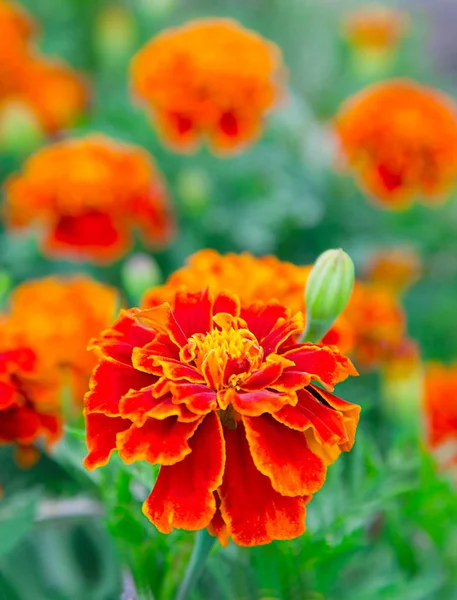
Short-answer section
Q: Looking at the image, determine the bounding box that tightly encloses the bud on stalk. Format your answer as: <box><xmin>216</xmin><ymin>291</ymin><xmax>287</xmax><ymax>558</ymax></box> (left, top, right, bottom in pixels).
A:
<box><xmin>302</xmin><ymin>249</ymin><xmax>355</xmax><ymax>343</ymax></box>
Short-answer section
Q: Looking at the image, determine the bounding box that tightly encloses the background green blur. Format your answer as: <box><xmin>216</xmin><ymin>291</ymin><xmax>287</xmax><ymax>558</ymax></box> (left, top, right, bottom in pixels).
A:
<box><xmin>2</xmin><ymin>1</ymin><xmax>457</xmax><ymax>599</ymax></box>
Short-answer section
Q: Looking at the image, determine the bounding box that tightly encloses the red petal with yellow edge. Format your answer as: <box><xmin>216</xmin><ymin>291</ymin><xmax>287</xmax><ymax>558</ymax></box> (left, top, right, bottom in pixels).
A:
<box><xmin>271</xmin><ymin>370</ymin><xmax>312</xmax><ymax>392</ymax></box>
<box><xmin>85</xmin><ymin>360</ymin><xmax>153</xmax><ymax>416</ymax></box>
<box><xmin>169</xmin><ymin>382</ymin><xmax>218</xmax><ymax>414</ymax></box>
<box><xmin>134</xmin><ymin>304</ymin><xmax>187</xmax><ymax>347</ymax></box>
<box><xmin>283</xmin><ymin>345</ymin><xmax>357</xmax><ymax>389</ymax></box>
<box><xmin>143</xmin><ymin>412</ymin><xmax>225</xmax><ymax>533</ymax></box>
<box><xmin>243</xmin><ymin>414</ymin><xmax>326</xmax><ymax>496</ymax></box>
<box><xmin>273</xmin><ymin>389</ymin><xmax>348</xmax><ymax>446</ymax></box>
<box><xmin>119</xmin><ymin>389</ymin><xmax>200</xmax><ymax>425</ymax></box>
<box><xmin>0</xmin><ymin>406</ymin><xmax>40</xmax><ymax>443</ymax></box>
<box><xmin>260</xmin><ymin>315</ymin><xmax>305</xmax><ymax>357</ymax></box>
<box><xmin>219</xmin><ymin>422</ymin><xmax>308</xmax><ymax>546</ymax></box>
<box><xmin>241</xmin><ymin>357</ymin><xmax>292</xmax><ymax>391</ymax></box>
<box><xmin>213</xmin><ymin>292</ymin><xmax>240</xmax><ymax>317</ymax></box>
<box><xmin>116</xmin><ymin>416</ymin><xmax>202</xmax><ymax>465</ymax></box>
<box><xmin>207</xmin><ymin>492</ymin><xmax>229</xmax><ymax>547</ymax></box>
<box><xmin>228</xmin><ymin>388</ymin><xmax>294</xmax><ymax>417</ymax></box>
<box><xmin>310</xmin><ymin>386</ymin><xmax>361</xmax><ymax>451</ymax></box>
<box><xmin>83</xmin><ymin>413</ymin><xmax>130</xmax><ymax>470</ymax></box>
<box><xmin>240</xmin><ymin>303</ymin><xmax>288</xmax><ymax>342</ymax></box>
<box><xmin>173</xmin><ymin>289</ymin><xmax>212</xmax><ymax>338</ymax></box>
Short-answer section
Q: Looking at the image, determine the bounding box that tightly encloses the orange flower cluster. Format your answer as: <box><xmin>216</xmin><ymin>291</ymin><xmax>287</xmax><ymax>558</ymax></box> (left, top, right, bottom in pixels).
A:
<box><xmin>142</xmin><ymin>249</ymin><xmax>411</xmax><ymax>370</ymax></box>
<box><xmin>0</xmin><ymin>275</ymin><xmax>119</xmax><ymax>463</ymax></box>
<box><xmin>130</xmin><ymin>18</ymin><xmax>284</xmax><ymax>154</ymax></box>
<box><xmin>342</xmin><ymin>5</ymin><xmax>409</xmax><ymax>54</ymax></box>
<box><xmin>334</xmin><ymin>80</ymin><xmax>457</xmax><ymax>209</ymax></box>
<box><xmin>84</xmin><ymin>289</ymin><xmax>360</xmax><ymax>546</ymax></box>
<box><xmin>365</xmin><ymin>247</ymin><xmax>421</xmax><ymax>293</ymax></box>
<box><xmin>3</xmin><ymin>134</ymin><xmax>175</xmax><ymax>263</ymax></box>
<box><xmin>423</xmin><ymin>363</ymin><xmax>457</xmax><ymax>464</ymax></box>
<box><xmin>0</xmin><ymin>0</ymin><xmax>86</xmax><ymax>134</ymax></box>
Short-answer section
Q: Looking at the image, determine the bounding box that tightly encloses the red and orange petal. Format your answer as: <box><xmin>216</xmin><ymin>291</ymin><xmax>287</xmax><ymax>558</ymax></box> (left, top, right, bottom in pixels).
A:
<box><xmin>334</xmin><ymin>79</ymin><xmax>457</xmax><ymax>208</ymax></box>
<box><xmin>423</xmin><ymin>363</ymin><xmax>457</xmax><ymax>451</ymax></box>
<box><xmin>7</xmin><ymin>275</ymin><xmax>119</xmax><ymax>404</ymax></box>
<box><xmin>3</xmin><ymin>134</ymin><xmax>175</xmax><ymax>262</ymax></box>
<box><xmin>365</xmin><ymin>247</ymin><xmax>421</xmax><ymax>293</ymax></box>
<box><xmin>83</xmin><ymin>289</ymin><xmax>360</xmax><ymax>546</ymax></box>
<box><xmin>130</xmin><ymin>18</ymin><xmax>285</xmax><ymax>155</ymax></box>
<box><xmin>342</xmin><ymin>4</ymin><xmax>410</xmax><ymax>53</ymax></box>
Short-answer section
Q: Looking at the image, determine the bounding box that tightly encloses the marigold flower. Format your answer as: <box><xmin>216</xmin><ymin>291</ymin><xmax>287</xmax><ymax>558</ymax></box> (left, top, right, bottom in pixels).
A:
<box><xmin>365</xmin><ymin>247</ymin><xmax>421</xmax><ymax>293</ymax></box>
<box><xmin>3</xmin><ymin>135</ymin><xmax>175</xmax><ymax>262</ymax></box>
<box><xmin>0</xmin><ymin>322</ymin><xmax>62</xmax><ymax>459</ymax></box>
<box><xmin>342</xmin><ymin>5</ymin><xmax>409</xmax><ymax>54</ymax></box>
<box><xmin>0</xmin><ymin>0</ymin><xmax>36</xmax><ymax>47</ymax></box>
<box><xmin>7</xmin><ymin>276</ymin><xmax>119</xmax><ymax>403</ymax></box>
<box><xmin>334</xmin><ymin>80</ymin><xmax>457</xmax><ymax>208</ymax></box>
<box><xmin>423</xmin><ymin>363</ymin><xmax>457</xmax><ymax>454</ymax></box>
<box><xmin>84</xmin><ymin>289</ymin><xmax>360</xmax><ymax>546</ymax></box>
<box><xmin>130</xmin><ymin>18</ymin><xmax>284</xmax><ymax>154</ymax></box>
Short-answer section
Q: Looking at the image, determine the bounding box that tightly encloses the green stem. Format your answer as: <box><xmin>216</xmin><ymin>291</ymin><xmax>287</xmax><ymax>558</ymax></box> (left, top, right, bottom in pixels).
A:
<box><xmin>175</xmin><ymin>530</ymin><xmax>216</xmax><ymax>600</ymax></box>
<box><xmin>300</xmin><ymin>320</ymin><xmax>331</xmax><ymax>344</ymax></box>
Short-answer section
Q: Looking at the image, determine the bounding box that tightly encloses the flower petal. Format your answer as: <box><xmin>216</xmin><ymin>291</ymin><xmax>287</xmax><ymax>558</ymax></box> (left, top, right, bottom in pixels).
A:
<box><xmin>170</xmin><ymin>382</ymin><xmax>218</xmax><ymax>414</ymax></box>
<box><xmin>241</xmin><ymin>356</ymin><xmax>293</xmax><ymax>391</ymax></box>
<box><xmin>142</xmin><ymin>412</ymin><xmax>225</xmax><ymax>533</ymax></box>
<box><xmin>310</xmin><ymin>386</ymin><xmax>361</xmax><ymax>451</ymax></box>
<box><xmin>243</xmin><ymin>414</ymin><xmax>326</xmax><ymax>496</ymax></box>
<box><xmin>116</xmin><ymin>416</ymin><xmax>202</xmax><ymax>465</ymax></box>
<box><xmin>240</xmin><ymin>302</ymin><xmax>288</xmax><ymax>342</ymax></box>
<box><xmin>84</xmin><ymin>360</ymin><xmax>153</xmax><ymax>416</ymax></box>
<box><xmin>213</xmin><ymin>291</ymin><xmax>240</xmax><ymax>317</ymax></box>
<box><xmin>173</xmin><ymin>289</ymin><xmax>212</xmax><ymax>338</ymax></box>
<box><xmin>228</xmin><ymin>388</ymin><xmax>294</xmax><ymax>417</ymax></box>
<box><xmin>219</xmin><ymin>422</ymin><xmax>308</xmax><ymax>546</ymax></box>
<box><xmin>134</xmin><ymin>304</ymin><xmax>187</xmax><ymax>347</ymax></box>
<box><xmin>83</xmin><ymin>412</ymin><xmax>130</xmax><ymax>470</ymax></box>
<box><xmin>260</xmin><ymin>314</ymin><xmax>305</xmax><ymax>356</ymax></box>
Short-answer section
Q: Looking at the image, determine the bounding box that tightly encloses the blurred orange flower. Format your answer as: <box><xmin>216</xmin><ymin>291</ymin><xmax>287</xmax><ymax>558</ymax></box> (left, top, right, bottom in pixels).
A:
<box><xmin>334</xmin><ymin>80</ymin><xmax>457</xmax><ymax>208</ymax></box>
<box><xmin>365</xmin><ymin>247</ymin><xmax>421</xmax><ymax>293</ymax></box>
<box><xmin>84</xmin><ymin>289</ymin><xmax>359</xmax><ymax>546</ymax></box>
<box><xmin>0</xmin><ymin>0</ymin><xmax>36</xmax><ymax>46</ymax></box>
<box><xmin>8</xmin><ymin>276</ymin><xmax>119</xmax><ymax>403</ymax></box>
<box><xmin>424</xmin><ymin>363</ymin><xmax>457</xmax><ymax>456</ymax></box>
<box><xmin>0</xmin><ymin>322</ymin><xmax>62</xmax><ymax>463</ymax></box>
<box><xmin>342</xmin><ymin>4</ymin><xmax>409</xmax><ymax>54</ymax></box>
<box><xmin>130</xmin><ymin>18</ymin><xmax>285</xmax><ymax>154</ymax></box>
<box><xmin>3</xmin><ymin>134</ymin><xmax>175</xmax><ymax>262</ymax></box>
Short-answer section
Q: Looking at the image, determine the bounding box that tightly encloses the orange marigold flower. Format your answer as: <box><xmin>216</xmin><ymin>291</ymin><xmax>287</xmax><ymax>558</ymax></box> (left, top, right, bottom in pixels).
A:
<box><xmin>365</xmin><ymin>247</ymin><xmax>421</xmax><ymax>293</ymax></box>
<box><xmin>334</xmin><ymin>79</ymin><xmax>457</xmax><ymax>209</ymax></box>
<box><xmin>3</xmin><ymin>134</ymin><xmax>175</xmax><ymax>263</ymax></box>
<box><xmin>83</xmin><ymin>289</ymin><xmax>360</xmax><ymax>546</ymax></box>
<box><xmin>130</xmin><ymin>18</ymin><xmax>285</xmax><ymax>154</ymax></box>
<box><xmin>0</xmin><ymin>322</ymin><xmax>62</xmax><ymax>457</ymax></box>
<box><xmin>7</xmin><ymin>276</ymin><xmax>119</xmax><ymax>403</ymax></box>
<box><xmin>423</xmin><ymin>363</ymin><xmax>457</xmax><ymax>454</ymax></box>
<box><xmin>0</xmin><ymin>0</ymin><xmax>36</xmax><ymax>47</ymax></box>
<box><xmin>342</xmin><ymin>4</ymin><xmax>409</xmax><ymax>53</ymax></box>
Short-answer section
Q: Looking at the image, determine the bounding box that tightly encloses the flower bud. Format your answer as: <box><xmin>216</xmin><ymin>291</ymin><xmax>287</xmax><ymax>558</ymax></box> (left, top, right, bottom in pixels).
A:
<box><xmin>303</xmin><ymin>249</ymin><xmax>355</xmax><ymax>343</ymax></box>
<box><xmin>95</xmin><ymin>5</ymin><xmax>138</xmax><ymax>71</ymax></box>
<box><xmin>0</xmin><ymin>100</ymin><xmax>44</xmax><ymax>156</ymax></box>
<box><xmin>121</xmin><ymin>253</ymin><xmax>162</xmax><ymax>305</ymax></box>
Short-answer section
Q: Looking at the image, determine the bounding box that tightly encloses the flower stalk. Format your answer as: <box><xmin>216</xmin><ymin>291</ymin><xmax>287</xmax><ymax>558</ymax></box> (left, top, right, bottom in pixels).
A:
<box><xmin>175</xmin><ymin>530</ymin><xmax>216</xmax><ymax>600</ymax></box>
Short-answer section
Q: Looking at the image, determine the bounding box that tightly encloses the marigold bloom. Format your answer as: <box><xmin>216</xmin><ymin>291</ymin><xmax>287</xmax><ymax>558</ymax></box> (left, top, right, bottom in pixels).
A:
<box><xmin>130</xmin><ymin>18</ymin><xmax>284</xmax><ymax>154</ymax></box>
<box><xmin>342</xmin><ymin>5</ymin><xmax>409</xmax><ymax>54</ymax></box>
<box><xmin>7</xmin><ymin>276</ymin><xmax>119</xmax><ymax>403</ymax></box>
<box><xmin>4</xmin><ymin>135</ymin><xmax>174</xmax><ymax>262</ymax></box>
<box><xmin>0</xmin><ymin>0</ymin><xmax>36</xmax><ymax>47</ymax></box>
<box><xmin>84</xmin><ymin>289</ymin><xmax>360</xmax><ymax>546</ymax></box>
<box><xmin>365</xmin><ymin>248</ymin><xmax>421</xmax><ymax>293</ymax></box>
<box><xmin>423</xmin><ymin>363</ymin><xmax>457</xmax><ymax>455</ymax></box>
<box><xmin>0</xmin><ymin>322</ymin><xmax>62</xmax><ymax>459</ymax></box>
<box><xmin>334</xmin><ymin>80</ymin><xmax>457</xmax><ymax>208</ymax></box>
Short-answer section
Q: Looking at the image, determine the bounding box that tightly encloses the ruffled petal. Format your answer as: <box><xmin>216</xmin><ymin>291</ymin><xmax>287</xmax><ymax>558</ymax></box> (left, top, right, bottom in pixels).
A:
<box><xmin>240</xmin><ymin>302</ymin><xmax>289</xmax><ymax>342</ymax></box>
<box><xmin>119</xmin><ymin>388</ymin><xmax>199</xmax><ymax>425</ymax></box>
<box><xmin>83</xmin><ymin>412</ymin><xmax>130</xmax><ymax>470</ymax></box>
<box><xmin>116</xmin><ymin>416</ymin><xmax>203</xmax><ymax>465</ymax></box>
<box><xmin>241</xmin><ymin>356</ymin><xmax>293</xmax><ymax>391</ymax></box>
<box><xmin>243</xmin><ymin>414</ymin><xmax>326</xmax><ymax>496</ymax></box>
<box><xmin>84</xmin><ymin>360</ymin><xmax>153</xmax><ymax>416</ymax></box>
<box><xmin>227</xmin><ymin>388</ymin><xmax>295</xmax><ymax>417</ymax></box>
<box><xmin>219</xmin><ymin>422</ymin><xmax>308</xmax><ymax>546</ymax></box>
<box><xmin>143</xmin><ymin>412</ymin><xmax>225</xmax><ymax>533</ymax></box>
<box><xmin>173</xmin><ymin>289</ymin><xmax>212</xmax><ymax>338</ymax></box>
<box><xmin>273</xmin><ymin>389</ymin><xmax>349</xmax><ymax>446</ymax></box>
<box><xmin>170</xmin><ymin>382</ymin><xmax>218</xmax><ymax>414</ymax></box>
<box><xmin>133</xmin><ymin>349</ymin><xmax>203</xmax><ymax>383</ymax></box>
<box><xmin>213</xmin><ymin>291</ymin><xmax>240</xmax><ymax>317</ymax></box>
<box><xmin>134</xmin><ymin>304</ymin><xmax>187</xmax><ymax>347</ymax></box>
<box><xmin>260</xmin><ymin>314</ymin><xmax>305</xmax><ymax>356</ymax></box>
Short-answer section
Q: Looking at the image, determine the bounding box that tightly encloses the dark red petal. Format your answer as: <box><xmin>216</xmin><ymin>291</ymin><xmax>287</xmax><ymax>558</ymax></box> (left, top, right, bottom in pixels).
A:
<box><xmin>273</xmin><ymin>389</ymin><xmax>348</xmax><ymax>446</ymax></box>
<box><xmin>228</xmin><ymin>388</ymin><xmax>294</xmax><ymax>417</ymax></box>
<box><xmin>243</xmin><ymin>414</ymin><xmax>326</xmax><ymax>496</ymax></box>
<box><xmin>143</xmin><ymin>412</ymin><xmax>225</xmax><ymax>533</ymax></box>
<box><xmin>240</xmin><ymin>302</ymin><xmax>288</xmax><ymax>342</ymax></box>
<box><xmin>116</xmin><ymin>416</ymin><xmax>202</xmax><ymax>465</ymax></box>
<box><xmin>219</xmin><ymin>422</ymin><xmax>307</xmax><ymax>546</ymax></box>
<box><xmin>0</xmin><ymin>380</ymin><xmax>17</xmax><ymax>410</ymax></box>
<box><xmin>173</xmin><ymin>289</ymin><xmax>212</xmax><ymax>338</ymax></box>
<box><xmin>84</xmin><ymin>360</ymin><xmax>154</xmax><ymax>416</ymax></box>
<box><xmin>213</xmin><ymin>292</ymin><xmax>240</xmax><ymax>317</ymax></box>
<box><xmin>83</xmin><ymin>413</ymin><xmax>130</xmax><ymax>470</ymax></box>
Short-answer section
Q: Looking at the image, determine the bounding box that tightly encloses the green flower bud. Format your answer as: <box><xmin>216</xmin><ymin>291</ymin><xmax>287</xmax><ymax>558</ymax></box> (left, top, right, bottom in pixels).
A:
<box><xmin>303</xmin><ymin>249</ymin><xmax>355</xmax><ymax>343</ymax></box>
<box><xmin>121</xmin><ymin>253</ymin><xmax>162</xmax><ymax>305</ymax></box>
<box><xmin>0</xmin><ymin>101</ymin><xmax>44</xmax><ymax>156</ymax></box>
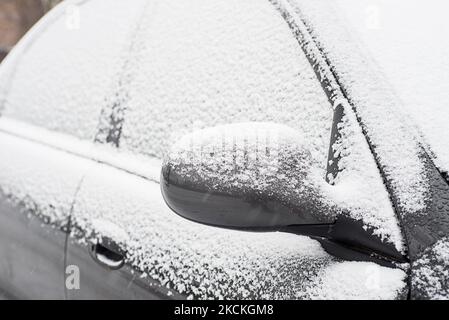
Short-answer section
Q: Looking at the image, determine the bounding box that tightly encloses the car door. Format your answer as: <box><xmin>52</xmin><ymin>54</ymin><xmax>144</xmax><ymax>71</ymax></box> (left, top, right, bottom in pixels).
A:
<box><xmin>0</xmin><ymin>121</ymin><xmax>92</xmax><ymax>299</ymax></box>
<box><xmin>65</xmin><ymin>140</ymin><xmax>409</xmax><ymax>300</ymax></box>
<box><xmin>0</xmin><ymin>190</ymin><xmax>67</xmax><ymax>299</ymax></box>
<box><xmin>65</xmin><ymin>161</ymin><xmax>184</xmax><ymax>300</ymax></box>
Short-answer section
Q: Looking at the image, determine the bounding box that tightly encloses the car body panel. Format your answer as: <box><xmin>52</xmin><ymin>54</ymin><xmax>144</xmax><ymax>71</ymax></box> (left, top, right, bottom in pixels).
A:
<box><xmin>66</xmin><ymin>239</ymin><xmax>183</xmax><ymax>299</ymax></box>
<box><xmin>67</xmin><ymin>159</ymin><xmax>407</xmax><ymax>299</ymax></box>
<box><xmin>0</xmin><ymin>192</ymin><xmax>66</xmax><ymax>299</ymax></box>
<box><xmin>0</xmin><ymin>127</ymin><xmax>92</xmax><ymax>298</ymax></box>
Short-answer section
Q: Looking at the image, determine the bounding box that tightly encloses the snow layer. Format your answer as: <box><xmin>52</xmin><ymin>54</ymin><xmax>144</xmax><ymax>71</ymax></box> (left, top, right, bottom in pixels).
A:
<box><xmin>114</xmin><ymin>0</ymin><xmax>333</xmax><ymax>163</ymax></box>
<box><xmin>0</xmin><ymin>120</ymin><xmax>407</xmax><ymax>298</ymax></box>
<box><xmin>166</xmin><ymin>121</ymin><xmax>404</xmax><ymax>248</ymax></box>
<box><xmin>0</xmin><ymin>118</ymin><xmax>161</xmax><ymax>183</ymax></box>
<box><xmin>334</xmin><ymin>0</ymin><xmax>449</xmax><ymax>180</ymax></box>
<box><xmin>287</xmin><ymin>0</ymin><xmax>429</xmax><ymax>214</ymax></box>
<box><xmin>412</xmin><ymin>238</ymin><xmax>449</xmax><ymax>300</ymax></box>
<box><xmin>166</xmin><ymin>123</ymin><xmax>313</xmax><ymax>192</ymax></box>
<box><xmin>0</xmin><ymin>0</ymin><xmax>147</xmax><ymax>140</ymax></box>
<box><xmin>0</xmin><ymin>131</ymin><xmax>92</xmax><ymax>225</ymax></box>
<box><xmin>92</xmin><ymin>0</ymin><xmax>402</xmax><ymax>249</ymax></box>
<box><xmin>320</xmin><ymin>103</ymin><xmax>404</xmax><ymax>246</ymax></box>
<box><xmin>0</xmin><ymin>0</ymin><xmax>410</xmax><ymax>297</ymax></box>
<box><xmin>72</xmin><ymin>162</ymin><xmax>407</xmax><ymax>299</ymax></box>
<box><xmin>166</xmin><ymin>122</ymin><xmax>331</xmax><ymax>223</ymax></box>
<box><xmin>0</xmin><ymin>0</ymin><xmax>405</xmax><ymax>246</ymax></box>
<box><xmin>307</xmin><ymin>261</ymin><xmax>406</xmax><ymax>300</ymax></box>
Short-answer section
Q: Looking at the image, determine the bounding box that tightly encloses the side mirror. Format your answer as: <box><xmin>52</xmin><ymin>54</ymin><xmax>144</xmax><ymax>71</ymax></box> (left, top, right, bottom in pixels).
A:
<box><xmin>161</xmin><ymin>122</ymin><xmax>406</xmax><ymax>266</ymax></box>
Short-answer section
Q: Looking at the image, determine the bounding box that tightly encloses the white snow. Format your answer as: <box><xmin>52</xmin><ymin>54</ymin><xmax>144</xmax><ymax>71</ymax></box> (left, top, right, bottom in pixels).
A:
<box><xmin>0</xmin><ymin>0</ymin><xmax>147</xmax><ymax>140</ymax></box>
<box><xmin>333</xmin><ymin>0</ymin><xmax>449</xmax><ymax>179</ymax></box>
<box><xmin>166</xmin><ymin>122</ymin><xmax>321</xmax><ymax>216</ymax></box>
<box><xmin>0</xmin><ymin>118</ymin><xmax>161</xmax><ymax>182</ymax></box>
<box><xmin>318</xmin><ymin>102</ymin><xmax>404</xmax><ymax>247</ymax></box>
<box><xmin>114</xmin><ymin>0</ymin><xmax>333</xmax><ymax>163</ymax></box>
<box><xmin>0</xmin><ymin>130</ymin><xmax>92</xmax><ymax>225</ymax></box>
<box><xmin>0</xmin><ymin>0</ymin><xmax>405</xmax><ymax>247</ymax></box>
<box><xmin>72</xmin><ymin>161</ymin><xmax>407</xmax><ymax>299</ymax></box>
<box><xmin>412</xmin><ymin>238</ymin><xmax>449</xmax><ymax>300</ymax></box>
<box><xmin>102</xmin><ymin>0</ymin><xmax>401</xmax><ymax>249</ymax></box>
<box><xmin>307</xmin><ymin>261</ymin><xmax>406</xmax><ymax>300</ymax></box>
<box><xmin>91</xmin><ymin>218</ymin><xmax>130</xmax><ymax>245</ymax></box>
<box><xmin>287</xmin><ymin>0</ymin><xmax>429</xmax><ymax>215</ymax></box>
<box><xmin>0</xmin><ymin>0</ymin><xmax>411</xmax><ymax>298</ymax></box>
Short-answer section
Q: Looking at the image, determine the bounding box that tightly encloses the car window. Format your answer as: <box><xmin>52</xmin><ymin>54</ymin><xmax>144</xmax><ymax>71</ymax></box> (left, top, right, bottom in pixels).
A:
<box><xmin>0</xmin><ymin>0</ymin><xmax>147</xmax><ymax>140</ymax></box>
<box><xmin>95</xmin><ymin>0</ymin><xmax>333</xmax><ymax>169</ymax></box>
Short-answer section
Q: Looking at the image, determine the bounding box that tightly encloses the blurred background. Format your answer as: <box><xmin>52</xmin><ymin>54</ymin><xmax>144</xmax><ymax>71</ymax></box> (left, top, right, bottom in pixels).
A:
<box><xmin>0</xmin><ymin>0</ymin><xmax>61</xmax><ymax>62</ymax></box>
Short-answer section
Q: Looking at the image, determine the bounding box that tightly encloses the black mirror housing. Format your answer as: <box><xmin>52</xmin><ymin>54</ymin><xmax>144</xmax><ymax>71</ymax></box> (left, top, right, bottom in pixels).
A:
<box><xmin>161</xmin><ymin>122</ymin><xmax>334</xmax><ymax>229</ymax></box>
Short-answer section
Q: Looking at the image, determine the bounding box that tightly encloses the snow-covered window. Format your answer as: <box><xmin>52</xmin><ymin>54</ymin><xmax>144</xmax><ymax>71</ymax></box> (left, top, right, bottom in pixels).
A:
<box><xmin>0</xmin><ymin>0</ymin><xmax>148</xmax><ymax>140</ymax></box>
<box><xmin>95</xmin><ymin>0</ymin><xmax>334</xmax><ymax>169</ymax></box>
<box><xmin>0</xmin><ymin>0</ymin><xmax>333</xmax><ymax>165</ymax></box>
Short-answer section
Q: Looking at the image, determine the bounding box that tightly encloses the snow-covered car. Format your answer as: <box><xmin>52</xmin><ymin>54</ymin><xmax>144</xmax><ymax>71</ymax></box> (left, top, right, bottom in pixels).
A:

= = =

### WORK REQUIRED:
Retype only the lines above between the line with "the flower stalk." and the line with "the marigold bloom.", counting those two lines as well, and keep every character as it is.

### ANSWER TO THE PROBLEM:
Q: Looking at the image, determine the bounding box that tightly encloses the flower stalk. Format your answer as: <box><xmin>216</xmin><ymin>291</ymin><xmax>287</xmax><ymax>558</ymax></box> (left, top, right, bottom in pixels).
A:
<box><xmin>175</xmin><ymin>530</ymin><xmax>216</xmax><ymax>600</ymax></box>
Short-answer section
Q: Looking at the image, determine the bounding box that tightly encloses the marigold bloom. Format your answer as: <box><xmin>216</xmin><ymin>291</ymin><xmax>287</xmax><ymax>558</ymax></box> (left, top, right, bottom in pixels).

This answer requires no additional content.